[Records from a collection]
----

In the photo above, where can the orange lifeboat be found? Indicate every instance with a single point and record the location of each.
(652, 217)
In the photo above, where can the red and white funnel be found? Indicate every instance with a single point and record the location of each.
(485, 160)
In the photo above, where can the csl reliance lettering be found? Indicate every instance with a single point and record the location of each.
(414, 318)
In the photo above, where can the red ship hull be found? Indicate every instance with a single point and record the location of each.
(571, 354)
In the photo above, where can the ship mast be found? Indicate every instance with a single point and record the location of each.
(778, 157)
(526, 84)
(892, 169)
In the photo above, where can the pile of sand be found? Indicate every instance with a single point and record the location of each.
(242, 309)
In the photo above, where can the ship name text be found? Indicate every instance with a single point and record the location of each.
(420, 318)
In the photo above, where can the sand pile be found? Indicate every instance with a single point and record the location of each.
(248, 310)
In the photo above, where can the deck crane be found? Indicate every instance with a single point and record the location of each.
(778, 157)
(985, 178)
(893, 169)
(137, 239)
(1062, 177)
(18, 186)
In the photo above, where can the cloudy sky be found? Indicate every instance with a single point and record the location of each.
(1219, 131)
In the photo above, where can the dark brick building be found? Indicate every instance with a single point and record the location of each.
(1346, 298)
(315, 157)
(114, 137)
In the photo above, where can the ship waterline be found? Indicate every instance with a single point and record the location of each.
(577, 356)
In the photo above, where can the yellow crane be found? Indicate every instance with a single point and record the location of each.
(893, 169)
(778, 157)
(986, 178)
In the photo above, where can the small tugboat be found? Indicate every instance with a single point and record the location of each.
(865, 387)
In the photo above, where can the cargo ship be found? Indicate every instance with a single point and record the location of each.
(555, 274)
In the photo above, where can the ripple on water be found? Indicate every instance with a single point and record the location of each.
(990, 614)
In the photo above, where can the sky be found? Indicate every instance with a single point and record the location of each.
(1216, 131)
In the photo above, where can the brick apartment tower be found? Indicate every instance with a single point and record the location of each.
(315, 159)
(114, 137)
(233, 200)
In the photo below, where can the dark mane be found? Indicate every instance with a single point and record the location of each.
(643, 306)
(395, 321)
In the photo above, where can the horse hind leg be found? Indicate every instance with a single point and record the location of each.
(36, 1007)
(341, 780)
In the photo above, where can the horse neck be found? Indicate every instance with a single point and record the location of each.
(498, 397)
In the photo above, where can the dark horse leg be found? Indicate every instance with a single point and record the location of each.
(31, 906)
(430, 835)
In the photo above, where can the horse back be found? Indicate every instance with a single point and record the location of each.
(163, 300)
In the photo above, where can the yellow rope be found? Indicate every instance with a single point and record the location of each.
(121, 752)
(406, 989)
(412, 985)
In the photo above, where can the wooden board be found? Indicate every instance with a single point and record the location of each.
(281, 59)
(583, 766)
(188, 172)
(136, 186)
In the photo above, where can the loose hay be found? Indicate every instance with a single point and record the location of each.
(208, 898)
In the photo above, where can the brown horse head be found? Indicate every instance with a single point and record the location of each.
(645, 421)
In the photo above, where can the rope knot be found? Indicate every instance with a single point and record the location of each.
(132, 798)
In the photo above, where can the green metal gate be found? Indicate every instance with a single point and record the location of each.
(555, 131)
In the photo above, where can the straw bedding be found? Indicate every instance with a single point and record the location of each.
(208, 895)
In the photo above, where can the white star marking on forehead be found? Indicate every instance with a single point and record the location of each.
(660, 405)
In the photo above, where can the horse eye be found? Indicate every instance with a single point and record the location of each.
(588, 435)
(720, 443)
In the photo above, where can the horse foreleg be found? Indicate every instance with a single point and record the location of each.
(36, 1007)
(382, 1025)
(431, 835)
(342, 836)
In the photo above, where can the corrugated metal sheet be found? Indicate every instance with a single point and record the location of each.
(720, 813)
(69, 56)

----

Give back every line above, unchanged.

In the photo above, where can the orange lifeboat be found? Indicate every instance with a single point and record the location of each.
(652, 217)
In the photo above, where can the red and white funnel be found? Indicate every instance with a single point and record the location of each.
(485, 160)
In the photo above, where can the csl reliance lettering be found? Indicate every instance with a single point and record the location of each.
(414, 318)
In the photo above, where can the red ship hull be found? Indicate every instance with a single point and record the location of each.
(571, 354)
In the photo above, where can the ship mast be found? Indicate every instance with a single point and record the location of each.
(778, 157)
(526, 84)
(892, 169)
In the photo above, where can the pile of sand be found? Indicate every instance with a single point and record the location of each.
(242, 309)
In the photo above, where can the ship name text be found? Indicate every instance with a single point and record the location of each.
(420, 318)
In the photo above, where can the sand pile be found? Indicate every instance with a single point and record the location of each.
(248, 310)
In the photo above, where can the deck crane be found? Indicate every instance with a single point and record the location of each.
(778, 157)
(985, 178)
(893, 169)
(137, 239)
(1062, 177)
(18, 186)
In the photo above, where can the cloudy sky be found? Indicate every instance with a single point and record the location of each.
(1219, 131)
In the photo above, where can the dark brick building be found? Indicate every instance with a single point and record the location of each.
(1346, 298)
(315, 157)
(114, 137)
In the photo above, where can the ship waterline be found? Indicate every instance with a single point and record the location of each.
(577, 356)
In the photo above, where can the yellow crane be found? Indicate every instance with a single point and record the location of each.
(893, 169)
(778, 157)
(986, 178)
In the photo above, where can the small tugboat be found? Indicate every instance with a single point and record the location of each.
(865, 387)
In the photo above, where can the cargo ship be found? Indicate every instance with a single point and record the location of each.
(555, 274)
In the photo above, where can the ripple on water be found? Indicate every instance with a single point and record the location of each.
(990, 614)
In the photo above, where can the sky be found? Indicate every instance with a single point and record the location of each.
(1216, 131)
In the photo above, where can the brick apartment tower be found? Indicate every instance with a single point and record the location of each.
(315, 159)
(114, 137)
(233, 200)
In the photo below, where can the dark mane be found? Indicate every instance with a single point and record the location of each.
(643, 306)
(395, 321)
In the photo above, where can the horse hind leg be found? Indicate every instance with a single point and record the location of each.
(36, 1007)
(341, 780)
In the photo above, where can the horse neck be found? Indicate every instance with a single point and record the location of each.
(498, 397)
In the photo above, where can the dark horse leg be found? Indicate every instance with a single point and record the location of each.
(31, 906)
(430, 835)
In the photo above, where can the horse back be found? Indicate every instance with a single point and record the location of each.
(163, 300)
In the photo above, where can the yellow rope be found? Indicate every instance with a single point and record the location of each.
(121, 752)
(406, 989)
(412, 985)
In the photo above, where can the wooden board be found? Indicate every instance with a single point and record the location of each.
(281, 59)
(583, 766)
(188, 172)
(136, 186)
In the photo above, where can the loose hay be found? Indicate every instance with a single point and record the location of each.
(208, 898)
In the photo above, where can the brown horse head be found? Indicate every instance with a single point and record the location of each.
(645, 421)
In the photo above, where can the rope knot be found? Indicate every instance with a single point and record the location of each.
(132, 798)
In the photo above, where can the green metal gate be found? Indicate every instance with a single point and record the location of each.
(555, 131)
In the photo above, where can the straw bedding be found? Indicate every instance with a single point and record the location of each.
(208, 895)
In the photo above, where can the white star marking on forehead be found? Indicate every instance with a single point and record the location of each.
(660, 405)
In the photo above, where can the horse eye be found? Indicate every instance with a single point and record the location of each.
(588, 435)
(720, 443)
In the photo above, where can the horse foreleg be found? Indicate every instance with a single point and record the location of each.
(36, 1007)
(382, 1025)
(431, 835)
(342, 836)
In the photo above, where can the corrugated metal sheet be found? Indicate every instance with a single point and record the location of each.
(720, 813)
(69, 56)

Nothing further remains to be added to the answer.